* REQUIRED TASK *
Can you reproduce, word for word, the lines from the one containing "pixel 714 322." through the one containing "pixel 728 536", with both of those lines included?

-- Start --

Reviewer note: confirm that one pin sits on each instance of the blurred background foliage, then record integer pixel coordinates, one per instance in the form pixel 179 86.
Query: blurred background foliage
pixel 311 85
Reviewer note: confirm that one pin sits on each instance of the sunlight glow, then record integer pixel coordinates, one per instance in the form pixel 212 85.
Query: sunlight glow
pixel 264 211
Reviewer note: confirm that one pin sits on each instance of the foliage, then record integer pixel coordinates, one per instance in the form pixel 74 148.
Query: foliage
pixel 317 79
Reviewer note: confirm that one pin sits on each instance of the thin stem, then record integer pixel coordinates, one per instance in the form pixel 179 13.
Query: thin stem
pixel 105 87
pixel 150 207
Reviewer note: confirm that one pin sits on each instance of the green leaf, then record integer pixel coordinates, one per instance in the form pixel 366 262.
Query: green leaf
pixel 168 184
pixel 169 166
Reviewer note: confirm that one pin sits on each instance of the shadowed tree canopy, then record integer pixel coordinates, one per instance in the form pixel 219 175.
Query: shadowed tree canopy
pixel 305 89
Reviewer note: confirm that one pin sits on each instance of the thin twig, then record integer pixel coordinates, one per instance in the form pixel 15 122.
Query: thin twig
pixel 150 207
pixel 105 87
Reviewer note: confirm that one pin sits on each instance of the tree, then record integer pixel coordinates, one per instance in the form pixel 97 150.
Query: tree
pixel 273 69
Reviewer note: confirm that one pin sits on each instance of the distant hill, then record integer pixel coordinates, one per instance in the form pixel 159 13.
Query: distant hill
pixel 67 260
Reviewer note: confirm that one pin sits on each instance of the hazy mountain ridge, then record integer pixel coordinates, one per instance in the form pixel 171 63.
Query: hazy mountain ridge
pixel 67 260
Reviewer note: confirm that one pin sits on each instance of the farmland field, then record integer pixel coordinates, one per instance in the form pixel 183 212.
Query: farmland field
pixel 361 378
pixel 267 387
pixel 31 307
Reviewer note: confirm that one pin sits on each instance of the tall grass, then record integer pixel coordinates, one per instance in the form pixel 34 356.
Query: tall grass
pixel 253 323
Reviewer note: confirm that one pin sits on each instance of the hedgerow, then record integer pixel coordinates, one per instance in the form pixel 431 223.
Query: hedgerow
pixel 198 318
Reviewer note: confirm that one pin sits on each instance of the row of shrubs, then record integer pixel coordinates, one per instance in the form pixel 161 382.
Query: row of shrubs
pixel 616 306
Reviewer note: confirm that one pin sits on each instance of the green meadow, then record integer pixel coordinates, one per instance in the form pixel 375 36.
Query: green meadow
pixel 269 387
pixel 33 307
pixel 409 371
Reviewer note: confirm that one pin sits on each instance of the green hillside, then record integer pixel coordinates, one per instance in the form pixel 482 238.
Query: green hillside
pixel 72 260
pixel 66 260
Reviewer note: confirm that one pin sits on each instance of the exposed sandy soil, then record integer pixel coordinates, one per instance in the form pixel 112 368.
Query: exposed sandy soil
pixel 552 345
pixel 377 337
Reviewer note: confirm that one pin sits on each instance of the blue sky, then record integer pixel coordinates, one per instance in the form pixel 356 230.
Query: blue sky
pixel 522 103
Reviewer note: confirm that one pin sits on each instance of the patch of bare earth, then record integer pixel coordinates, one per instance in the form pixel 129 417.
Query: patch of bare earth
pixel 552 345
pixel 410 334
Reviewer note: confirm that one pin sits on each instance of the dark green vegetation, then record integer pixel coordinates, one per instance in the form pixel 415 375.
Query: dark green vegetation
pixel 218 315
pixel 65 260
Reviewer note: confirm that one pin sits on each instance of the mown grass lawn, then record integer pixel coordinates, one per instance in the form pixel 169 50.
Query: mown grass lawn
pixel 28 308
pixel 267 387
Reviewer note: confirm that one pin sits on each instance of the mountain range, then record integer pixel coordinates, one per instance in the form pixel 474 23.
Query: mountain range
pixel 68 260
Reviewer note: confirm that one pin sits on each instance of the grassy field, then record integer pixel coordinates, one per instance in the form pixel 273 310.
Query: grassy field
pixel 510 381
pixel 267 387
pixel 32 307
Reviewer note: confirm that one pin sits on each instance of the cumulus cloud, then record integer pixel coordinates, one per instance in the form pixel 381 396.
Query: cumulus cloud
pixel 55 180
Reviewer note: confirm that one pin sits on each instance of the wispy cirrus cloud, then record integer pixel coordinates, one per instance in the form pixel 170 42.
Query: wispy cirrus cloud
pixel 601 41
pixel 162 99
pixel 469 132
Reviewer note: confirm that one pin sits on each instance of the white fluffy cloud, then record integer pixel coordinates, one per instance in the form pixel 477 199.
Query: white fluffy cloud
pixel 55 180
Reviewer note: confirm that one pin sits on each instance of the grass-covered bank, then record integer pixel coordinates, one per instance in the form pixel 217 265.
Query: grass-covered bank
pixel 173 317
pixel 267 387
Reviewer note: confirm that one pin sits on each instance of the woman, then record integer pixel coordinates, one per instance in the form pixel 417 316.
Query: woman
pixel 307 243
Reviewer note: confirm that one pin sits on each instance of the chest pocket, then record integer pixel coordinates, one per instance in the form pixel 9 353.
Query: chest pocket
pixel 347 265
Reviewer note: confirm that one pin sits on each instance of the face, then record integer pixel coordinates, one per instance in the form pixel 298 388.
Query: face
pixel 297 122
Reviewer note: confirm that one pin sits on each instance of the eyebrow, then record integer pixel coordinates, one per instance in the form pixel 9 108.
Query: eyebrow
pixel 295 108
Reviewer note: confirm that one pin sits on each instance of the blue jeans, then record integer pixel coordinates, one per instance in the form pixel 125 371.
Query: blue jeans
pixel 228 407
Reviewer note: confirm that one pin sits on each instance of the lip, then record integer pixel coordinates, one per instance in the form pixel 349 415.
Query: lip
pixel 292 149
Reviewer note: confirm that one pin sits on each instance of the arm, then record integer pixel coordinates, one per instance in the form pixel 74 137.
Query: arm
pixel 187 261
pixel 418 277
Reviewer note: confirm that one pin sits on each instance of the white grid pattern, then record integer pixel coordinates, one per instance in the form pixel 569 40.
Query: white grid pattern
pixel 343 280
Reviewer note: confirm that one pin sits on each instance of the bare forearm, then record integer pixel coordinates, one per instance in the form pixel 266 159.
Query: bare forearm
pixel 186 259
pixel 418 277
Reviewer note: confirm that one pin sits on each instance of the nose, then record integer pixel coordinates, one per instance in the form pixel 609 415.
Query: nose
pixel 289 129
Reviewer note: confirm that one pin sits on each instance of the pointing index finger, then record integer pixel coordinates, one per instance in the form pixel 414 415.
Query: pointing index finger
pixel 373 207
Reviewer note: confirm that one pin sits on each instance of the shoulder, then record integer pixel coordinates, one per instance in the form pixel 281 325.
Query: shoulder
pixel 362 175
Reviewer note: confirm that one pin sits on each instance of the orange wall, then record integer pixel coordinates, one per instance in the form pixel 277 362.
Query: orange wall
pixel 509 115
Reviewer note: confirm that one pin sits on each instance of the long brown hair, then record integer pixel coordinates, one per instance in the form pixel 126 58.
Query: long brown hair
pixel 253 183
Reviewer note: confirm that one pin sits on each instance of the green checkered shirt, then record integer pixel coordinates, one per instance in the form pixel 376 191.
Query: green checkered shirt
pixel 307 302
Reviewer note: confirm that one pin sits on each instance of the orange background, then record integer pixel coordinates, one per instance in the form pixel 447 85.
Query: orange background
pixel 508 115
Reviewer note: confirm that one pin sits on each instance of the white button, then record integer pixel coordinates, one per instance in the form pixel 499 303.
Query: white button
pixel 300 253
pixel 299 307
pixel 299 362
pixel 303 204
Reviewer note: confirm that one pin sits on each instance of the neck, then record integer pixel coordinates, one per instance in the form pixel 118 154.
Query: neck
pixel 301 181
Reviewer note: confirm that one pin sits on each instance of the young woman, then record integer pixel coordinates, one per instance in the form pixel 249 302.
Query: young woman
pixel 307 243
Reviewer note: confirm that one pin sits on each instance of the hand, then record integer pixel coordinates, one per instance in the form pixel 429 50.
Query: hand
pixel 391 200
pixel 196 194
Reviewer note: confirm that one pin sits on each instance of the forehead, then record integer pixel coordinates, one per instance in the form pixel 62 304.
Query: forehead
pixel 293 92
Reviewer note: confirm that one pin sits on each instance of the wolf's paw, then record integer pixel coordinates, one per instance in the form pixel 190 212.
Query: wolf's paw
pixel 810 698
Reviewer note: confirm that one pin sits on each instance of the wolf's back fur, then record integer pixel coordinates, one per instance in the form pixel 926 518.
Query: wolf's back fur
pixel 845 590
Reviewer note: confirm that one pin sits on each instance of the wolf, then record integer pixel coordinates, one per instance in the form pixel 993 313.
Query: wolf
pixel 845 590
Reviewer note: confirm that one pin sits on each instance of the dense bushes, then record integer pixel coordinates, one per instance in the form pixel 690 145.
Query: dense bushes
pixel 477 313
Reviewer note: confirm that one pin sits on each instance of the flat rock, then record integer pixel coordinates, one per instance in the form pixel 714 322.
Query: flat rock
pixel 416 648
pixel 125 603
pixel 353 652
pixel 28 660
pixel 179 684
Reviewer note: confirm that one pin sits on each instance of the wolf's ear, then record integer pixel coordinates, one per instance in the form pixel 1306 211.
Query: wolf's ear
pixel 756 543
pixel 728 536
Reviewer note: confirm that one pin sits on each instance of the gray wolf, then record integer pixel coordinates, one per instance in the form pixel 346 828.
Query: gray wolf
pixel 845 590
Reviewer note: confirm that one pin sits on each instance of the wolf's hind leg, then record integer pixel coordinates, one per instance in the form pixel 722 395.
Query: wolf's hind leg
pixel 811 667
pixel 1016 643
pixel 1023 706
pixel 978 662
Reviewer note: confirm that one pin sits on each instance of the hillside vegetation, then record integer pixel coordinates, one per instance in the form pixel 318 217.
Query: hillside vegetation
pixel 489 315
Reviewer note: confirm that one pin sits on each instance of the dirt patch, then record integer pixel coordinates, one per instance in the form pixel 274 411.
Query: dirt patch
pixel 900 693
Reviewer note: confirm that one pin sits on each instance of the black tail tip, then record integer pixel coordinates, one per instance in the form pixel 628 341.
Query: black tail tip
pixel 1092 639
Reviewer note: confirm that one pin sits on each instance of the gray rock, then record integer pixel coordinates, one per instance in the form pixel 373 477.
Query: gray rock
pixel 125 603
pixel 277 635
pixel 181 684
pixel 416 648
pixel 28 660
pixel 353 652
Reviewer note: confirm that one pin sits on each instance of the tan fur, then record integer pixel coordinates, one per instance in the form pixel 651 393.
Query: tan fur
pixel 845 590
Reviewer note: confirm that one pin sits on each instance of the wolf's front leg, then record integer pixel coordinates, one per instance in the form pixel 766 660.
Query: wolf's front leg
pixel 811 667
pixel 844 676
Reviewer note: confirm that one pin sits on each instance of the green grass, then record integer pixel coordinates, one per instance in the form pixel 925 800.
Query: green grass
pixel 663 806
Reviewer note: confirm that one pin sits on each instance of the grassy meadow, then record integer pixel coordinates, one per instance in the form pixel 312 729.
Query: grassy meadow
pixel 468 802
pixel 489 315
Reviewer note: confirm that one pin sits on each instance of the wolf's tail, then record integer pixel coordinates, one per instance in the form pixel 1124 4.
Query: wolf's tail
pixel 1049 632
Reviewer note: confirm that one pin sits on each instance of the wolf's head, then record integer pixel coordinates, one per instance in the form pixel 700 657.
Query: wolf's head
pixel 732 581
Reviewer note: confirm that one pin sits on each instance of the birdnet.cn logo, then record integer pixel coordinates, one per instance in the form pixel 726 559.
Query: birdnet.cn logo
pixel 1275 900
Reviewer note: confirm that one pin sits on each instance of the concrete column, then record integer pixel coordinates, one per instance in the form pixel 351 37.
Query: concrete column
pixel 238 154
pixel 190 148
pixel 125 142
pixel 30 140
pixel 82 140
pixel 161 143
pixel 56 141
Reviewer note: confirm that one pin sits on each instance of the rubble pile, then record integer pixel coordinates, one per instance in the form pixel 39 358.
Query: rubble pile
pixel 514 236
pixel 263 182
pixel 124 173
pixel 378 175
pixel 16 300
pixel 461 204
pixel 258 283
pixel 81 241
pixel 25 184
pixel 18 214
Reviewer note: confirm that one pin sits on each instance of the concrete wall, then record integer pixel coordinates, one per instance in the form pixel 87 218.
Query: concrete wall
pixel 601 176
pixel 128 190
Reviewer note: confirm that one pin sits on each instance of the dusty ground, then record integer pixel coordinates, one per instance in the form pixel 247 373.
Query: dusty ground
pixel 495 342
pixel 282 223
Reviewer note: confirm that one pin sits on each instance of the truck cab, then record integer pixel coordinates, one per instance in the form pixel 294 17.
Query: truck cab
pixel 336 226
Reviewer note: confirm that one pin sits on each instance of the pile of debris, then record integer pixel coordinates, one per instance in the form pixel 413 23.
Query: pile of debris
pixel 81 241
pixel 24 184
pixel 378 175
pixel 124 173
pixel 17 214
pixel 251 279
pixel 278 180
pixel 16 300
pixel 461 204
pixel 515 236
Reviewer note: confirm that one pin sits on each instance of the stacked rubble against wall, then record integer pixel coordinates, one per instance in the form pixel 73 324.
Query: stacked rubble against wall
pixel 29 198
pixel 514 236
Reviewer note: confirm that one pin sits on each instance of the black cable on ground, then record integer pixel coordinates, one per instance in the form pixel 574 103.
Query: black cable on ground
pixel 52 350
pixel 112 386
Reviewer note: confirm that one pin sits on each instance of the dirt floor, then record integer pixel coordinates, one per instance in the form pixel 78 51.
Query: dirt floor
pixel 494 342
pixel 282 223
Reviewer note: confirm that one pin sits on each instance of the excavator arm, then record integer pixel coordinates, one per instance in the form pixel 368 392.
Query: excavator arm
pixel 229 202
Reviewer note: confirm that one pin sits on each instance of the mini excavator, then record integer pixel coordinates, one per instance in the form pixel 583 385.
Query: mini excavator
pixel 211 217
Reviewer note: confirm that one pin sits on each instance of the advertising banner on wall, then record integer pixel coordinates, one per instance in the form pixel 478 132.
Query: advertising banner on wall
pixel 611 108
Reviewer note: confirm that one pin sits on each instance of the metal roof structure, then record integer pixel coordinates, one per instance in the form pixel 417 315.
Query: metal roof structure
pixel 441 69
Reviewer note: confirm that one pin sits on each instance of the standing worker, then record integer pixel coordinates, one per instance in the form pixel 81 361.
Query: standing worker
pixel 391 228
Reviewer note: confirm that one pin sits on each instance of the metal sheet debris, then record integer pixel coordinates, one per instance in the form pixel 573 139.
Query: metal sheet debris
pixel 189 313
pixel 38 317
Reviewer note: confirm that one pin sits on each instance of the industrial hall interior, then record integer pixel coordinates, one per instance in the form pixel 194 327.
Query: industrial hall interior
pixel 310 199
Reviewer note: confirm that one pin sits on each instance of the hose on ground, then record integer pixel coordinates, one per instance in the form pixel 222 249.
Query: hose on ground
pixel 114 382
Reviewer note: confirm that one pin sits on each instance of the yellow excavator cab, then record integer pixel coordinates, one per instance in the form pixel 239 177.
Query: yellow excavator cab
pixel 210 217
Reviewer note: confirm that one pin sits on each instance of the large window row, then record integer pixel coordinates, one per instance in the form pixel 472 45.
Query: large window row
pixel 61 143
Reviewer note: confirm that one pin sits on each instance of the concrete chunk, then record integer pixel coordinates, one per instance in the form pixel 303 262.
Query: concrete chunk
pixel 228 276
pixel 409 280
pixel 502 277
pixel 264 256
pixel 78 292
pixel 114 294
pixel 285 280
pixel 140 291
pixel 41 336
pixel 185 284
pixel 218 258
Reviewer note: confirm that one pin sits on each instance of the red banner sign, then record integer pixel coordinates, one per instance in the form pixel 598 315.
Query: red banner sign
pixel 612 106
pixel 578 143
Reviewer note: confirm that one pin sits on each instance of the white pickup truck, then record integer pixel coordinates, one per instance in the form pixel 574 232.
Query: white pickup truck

-- End --

* TASK SOLUTION *
Reviewer note: confirm that one pin sits on each instance of the flat rock, then record integer pixel coordinates, one per instance in the form pixel 714 322.
Query: flat rock
pixel 416 648
pixel 125 603
pixel 353 652
pixel 28 660
pixel 179 684
Reviewer note: confirm that one pin sits on each instance of the wolf's ear, then record integer pixel coordinates, one per instance in the form pixel 1306 211.
Query: wolf's ear
pixel 756 543
pixel 728 536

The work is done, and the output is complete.